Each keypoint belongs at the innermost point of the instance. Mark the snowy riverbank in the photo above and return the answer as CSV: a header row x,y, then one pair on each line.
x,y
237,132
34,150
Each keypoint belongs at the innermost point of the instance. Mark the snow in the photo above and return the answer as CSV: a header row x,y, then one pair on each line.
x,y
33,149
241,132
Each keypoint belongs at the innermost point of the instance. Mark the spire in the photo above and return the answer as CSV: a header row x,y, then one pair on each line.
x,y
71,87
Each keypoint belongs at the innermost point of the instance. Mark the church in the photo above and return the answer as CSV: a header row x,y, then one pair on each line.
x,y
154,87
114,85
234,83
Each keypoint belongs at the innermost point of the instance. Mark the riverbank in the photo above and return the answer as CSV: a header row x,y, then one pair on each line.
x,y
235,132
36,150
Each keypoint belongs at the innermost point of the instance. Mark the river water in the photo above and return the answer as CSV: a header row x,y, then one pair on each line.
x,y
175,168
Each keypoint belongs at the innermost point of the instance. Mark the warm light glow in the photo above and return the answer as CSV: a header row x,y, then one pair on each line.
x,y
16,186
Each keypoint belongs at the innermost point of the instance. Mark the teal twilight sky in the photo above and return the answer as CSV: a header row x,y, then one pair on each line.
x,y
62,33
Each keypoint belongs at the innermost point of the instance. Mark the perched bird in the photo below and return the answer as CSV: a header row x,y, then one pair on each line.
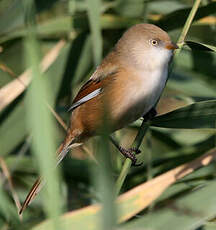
x,y
127,85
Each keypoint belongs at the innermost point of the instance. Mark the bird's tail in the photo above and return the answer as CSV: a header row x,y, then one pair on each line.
x,y
39,183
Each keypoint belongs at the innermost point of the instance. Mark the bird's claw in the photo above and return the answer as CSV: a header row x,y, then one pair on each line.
x,y
129,153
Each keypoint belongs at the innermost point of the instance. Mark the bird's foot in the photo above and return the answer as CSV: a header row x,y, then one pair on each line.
x,y
130,153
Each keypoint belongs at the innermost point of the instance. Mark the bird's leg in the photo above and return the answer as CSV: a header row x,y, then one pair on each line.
x,y
128,153
150,115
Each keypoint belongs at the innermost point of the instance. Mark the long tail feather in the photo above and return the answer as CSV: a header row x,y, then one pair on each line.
x,y
40,182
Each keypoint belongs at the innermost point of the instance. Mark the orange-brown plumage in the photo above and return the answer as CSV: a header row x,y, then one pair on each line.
x,y
126,85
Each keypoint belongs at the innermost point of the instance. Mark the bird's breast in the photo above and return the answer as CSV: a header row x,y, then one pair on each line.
x,y
136,95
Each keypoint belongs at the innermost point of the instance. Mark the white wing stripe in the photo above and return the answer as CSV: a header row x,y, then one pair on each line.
x,y
86,98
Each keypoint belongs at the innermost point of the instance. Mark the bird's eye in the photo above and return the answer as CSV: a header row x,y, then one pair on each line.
x,y
154,42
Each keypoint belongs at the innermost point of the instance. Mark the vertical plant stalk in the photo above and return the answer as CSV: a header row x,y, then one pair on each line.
x,y
187,24
144,127
127,164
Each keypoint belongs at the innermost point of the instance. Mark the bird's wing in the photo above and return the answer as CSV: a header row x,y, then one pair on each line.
x,y
93,87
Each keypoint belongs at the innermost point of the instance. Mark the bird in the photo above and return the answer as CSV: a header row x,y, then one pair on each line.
x,y
124,87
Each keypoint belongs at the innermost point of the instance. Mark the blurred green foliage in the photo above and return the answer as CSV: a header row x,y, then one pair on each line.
x,y
91,28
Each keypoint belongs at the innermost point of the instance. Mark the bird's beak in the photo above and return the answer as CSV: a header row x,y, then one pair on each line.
x,y
171,46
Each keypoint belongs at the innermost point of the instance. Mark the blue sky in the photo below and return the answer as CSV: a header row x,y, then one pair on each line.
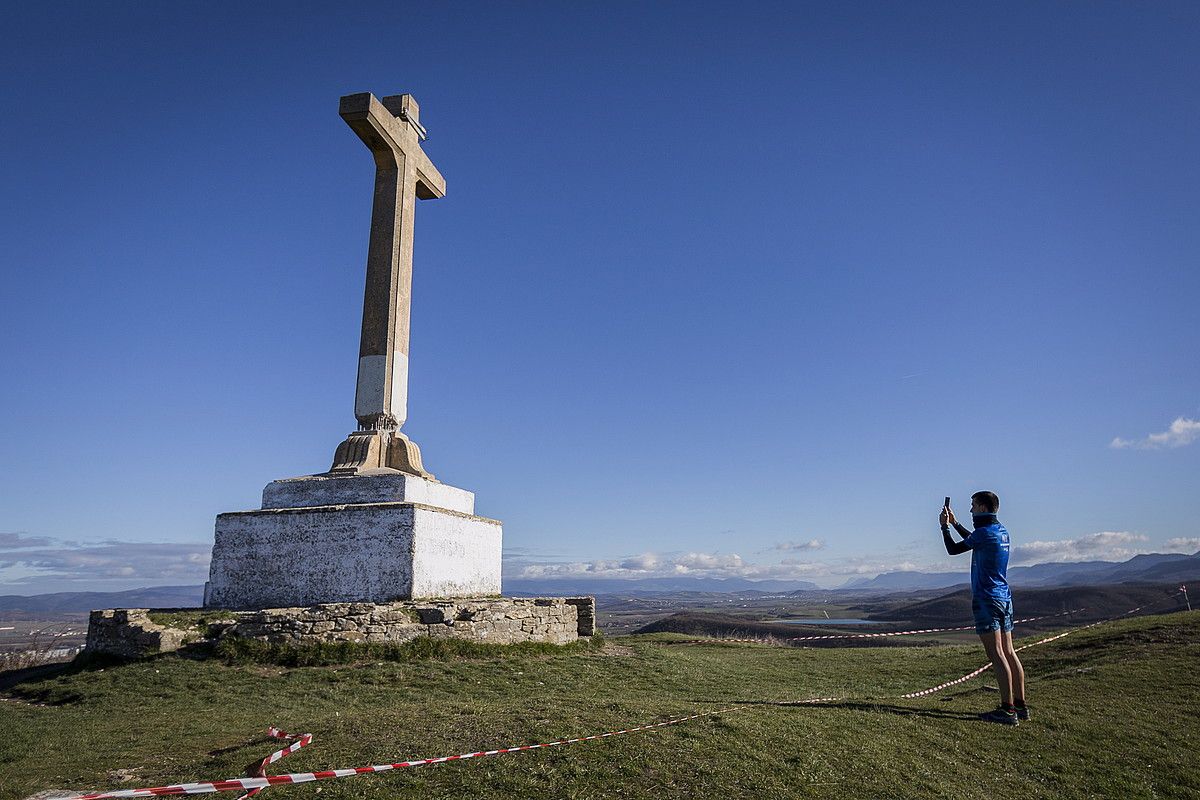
x,y
711,292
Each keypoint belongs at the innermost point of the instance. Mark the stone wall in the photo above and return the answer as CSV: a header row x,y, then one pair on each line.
x,y
129,632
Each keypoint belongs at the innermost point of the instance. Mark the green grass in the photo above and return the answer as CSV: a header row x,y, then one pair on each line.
x,y
1116,715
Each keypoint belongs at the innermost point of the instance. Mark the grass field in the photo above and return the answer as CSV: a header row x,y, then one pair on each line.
x,y
1116,716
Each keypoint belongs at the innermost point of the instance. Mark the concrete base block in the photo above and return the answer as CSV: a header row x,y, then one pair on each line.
x,y
377,486
352,552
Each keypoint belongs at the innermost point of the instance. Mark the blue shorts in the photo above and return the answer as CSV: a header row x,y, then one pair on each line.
x,y
993,614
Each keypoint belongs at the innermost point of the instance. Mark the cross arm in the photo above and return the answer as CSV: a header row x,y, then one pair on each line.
x,y
387,134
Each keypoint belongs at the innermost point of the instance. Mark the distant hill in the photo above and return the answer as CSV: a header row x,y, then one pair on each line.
x,y
717,625
1097,601
559,587
1151,567
61,602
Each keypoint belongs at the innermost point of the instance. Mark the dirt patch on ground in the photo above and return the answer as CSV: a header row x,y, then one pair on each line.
x,y
611,649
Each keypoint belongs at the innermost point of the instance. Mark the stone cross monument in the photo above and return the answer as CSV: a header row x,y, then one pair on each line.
x,y
376,527
393,131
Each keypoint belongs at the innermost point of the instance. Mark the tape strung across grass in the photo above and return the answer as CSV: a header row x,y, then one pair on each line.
x,y
252,786
767,639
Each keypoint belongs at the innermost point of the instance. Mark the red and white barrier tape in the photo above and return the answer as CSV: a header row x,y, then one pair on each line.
x,y
255,785
258,783
301,740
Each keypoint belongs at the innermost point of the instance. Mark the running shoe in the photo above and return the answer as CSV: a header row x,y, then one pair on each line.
x,y
1000,716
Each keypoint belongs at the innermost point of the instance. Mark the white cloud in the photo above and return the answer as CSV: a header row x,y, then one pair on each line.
x,y
40,559
1181,432
811,545
1104,546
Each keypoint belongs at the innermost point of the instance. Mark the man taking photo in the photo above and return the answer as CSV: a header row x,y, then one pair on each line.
x,y
990,599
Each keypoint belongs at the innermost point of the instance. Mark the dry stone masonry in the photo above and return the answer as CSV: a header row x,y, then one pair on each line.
x,y
130,632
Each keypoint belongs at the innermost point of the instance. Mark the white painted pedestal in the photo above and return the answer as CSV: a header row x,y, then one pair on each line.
x,y
372,537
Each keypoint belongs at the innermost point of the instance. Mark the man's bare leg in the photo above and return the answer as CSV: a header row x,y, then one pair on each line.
x,y
994,647
1014,667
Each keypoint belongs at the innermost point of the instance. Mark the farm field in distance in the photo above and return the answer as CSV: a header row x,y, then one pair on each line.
x,y
1126,689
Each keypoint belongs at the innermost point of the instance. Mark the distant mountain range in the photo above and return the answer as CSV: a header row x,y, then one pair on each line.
x,y
1155,567
64,602
1152,567
562,587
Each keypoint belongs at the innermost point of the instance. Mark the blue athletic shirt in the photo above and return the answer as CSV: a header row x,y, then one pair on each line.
x,y
989,559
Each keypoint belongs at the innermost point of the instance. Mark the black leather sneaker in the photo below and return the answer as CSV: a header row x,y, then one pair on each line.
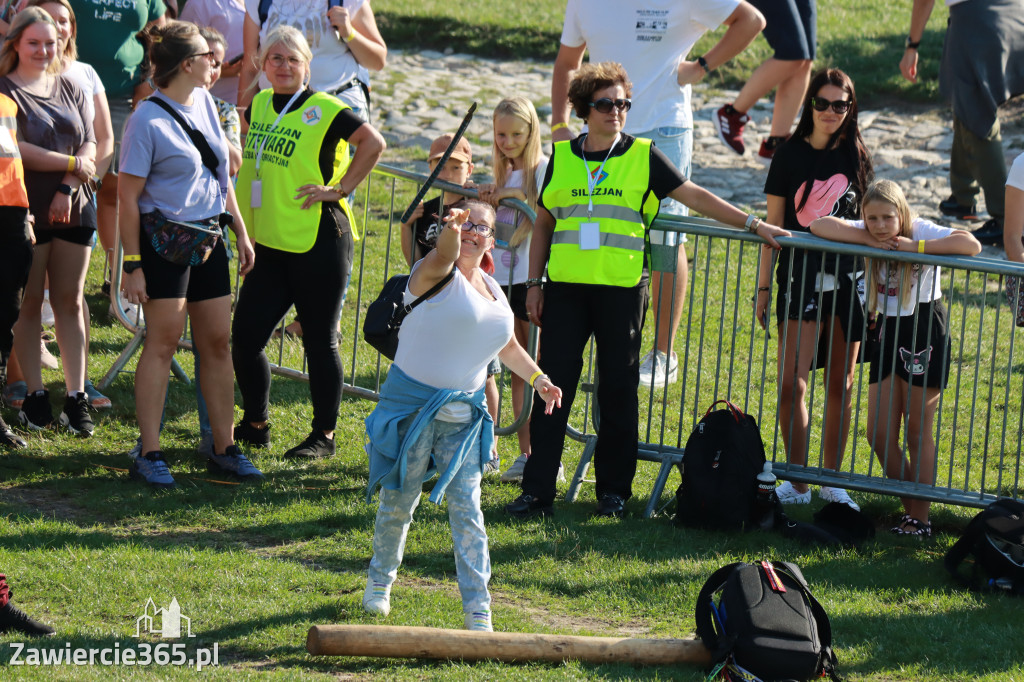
x,y
526,506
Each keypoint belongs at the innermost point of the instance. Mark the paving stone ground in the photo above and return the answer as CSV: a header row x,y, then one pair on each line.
x,y
422,94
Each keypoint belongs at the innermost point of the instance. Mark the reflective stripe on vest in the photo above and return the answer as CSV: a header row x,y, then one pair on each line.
x,y
291,159
624,209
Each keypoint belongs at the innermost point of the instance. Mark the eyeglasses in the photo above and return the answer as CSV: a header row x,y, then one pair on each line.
x,y
839,107
280,60
482,230
604,104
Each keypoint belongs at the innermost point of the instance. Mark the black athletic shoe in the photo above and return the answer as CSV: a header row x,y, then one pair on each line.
x,y
36,413
249,434
8,438
315,446
76,415
952,209
13,619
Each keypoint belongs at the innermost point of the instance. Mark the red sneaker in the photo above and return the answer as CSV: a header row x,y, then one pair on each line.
x,y
729,124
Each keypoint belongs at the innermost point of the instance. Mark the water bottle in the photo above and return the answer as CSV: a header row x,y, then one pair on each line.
x,y
765,500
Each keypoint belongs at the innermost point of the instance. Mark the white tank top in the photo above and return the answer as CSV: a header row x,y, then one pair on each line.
x,y
448,341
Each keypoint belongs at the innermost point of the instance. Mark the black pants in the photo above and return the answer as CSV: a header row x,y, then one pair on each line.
x,y
614,315
313,283
15,260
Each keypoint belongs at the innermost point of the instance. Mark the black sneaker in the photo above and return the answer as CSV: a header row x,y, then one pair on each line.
x,y
8,438
315,446
954,210
13,619
249,434
36,413
76,415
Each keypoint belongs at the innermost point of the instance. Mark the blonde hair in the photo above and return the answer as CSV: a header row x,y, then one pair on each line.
x,y
25,18
887,192
521,109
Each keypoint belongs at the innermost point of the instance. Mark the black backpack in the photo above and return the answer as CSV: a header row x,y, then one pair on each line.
x,y
766,624
995,539
721,463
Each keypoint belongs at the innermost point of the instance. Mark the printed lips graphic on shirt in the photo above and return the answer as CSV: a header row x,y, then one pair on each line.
x,y
832,197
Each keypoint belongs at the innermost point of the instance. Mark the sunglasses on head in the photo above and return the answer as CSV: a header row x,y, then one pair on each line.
x,y
604,104
839,107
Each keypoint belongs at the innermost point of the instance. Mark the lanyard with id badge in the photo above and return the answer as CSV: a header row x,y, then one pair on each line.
x,y
256,197
590,231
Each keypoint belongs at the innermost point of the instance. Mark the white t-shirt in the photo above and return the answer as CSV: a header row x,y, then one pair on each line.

(GOAL)
Retype only the lines running from the line with "Mark the blonde" to the end of the listing, including both of those lines.

(SOLUTION TO THIS PROBLEM)
Each keypoint belongs at the innermost point of the instance. Mark the blonde hair in the photo above and return the answer as CSV: a header row x,y, then one pair on each line.
x,y
25,18
887,192
521,109
Each keypoint belongs at the innermost point of the instance. Mark the black backpack in the photo above and return the answer as CSV: a header row x,y, then one pair on each line.
x,y
766,624
995,539
721,463
Each keypoint belongs at the innermost point of the instance. Mark the printed lips graphic on shirt in the photo above and return the answer as CSV: a header row x,y, then one pair on each line.
x,y
832,197
Each keypoint belongs at the innermost point of the instance. Mark the sunglasses on head in the photo above and return the answer as CSV: a header row x,y, then one pair on each line.
x,y
604,104
839,107
Each keypoint belongs at the innermost point of the instance. Mark the lanyard with id badge in the photo above and return the answer as CSV: a header row x,y, then one pair on each line.
x,y
256,197
590,231
Each keypoint belongs at the innermost point of the instance. Mark the white t-shirt in the photo above and return the answer as CSV: a header row x,y, then one pair on each line.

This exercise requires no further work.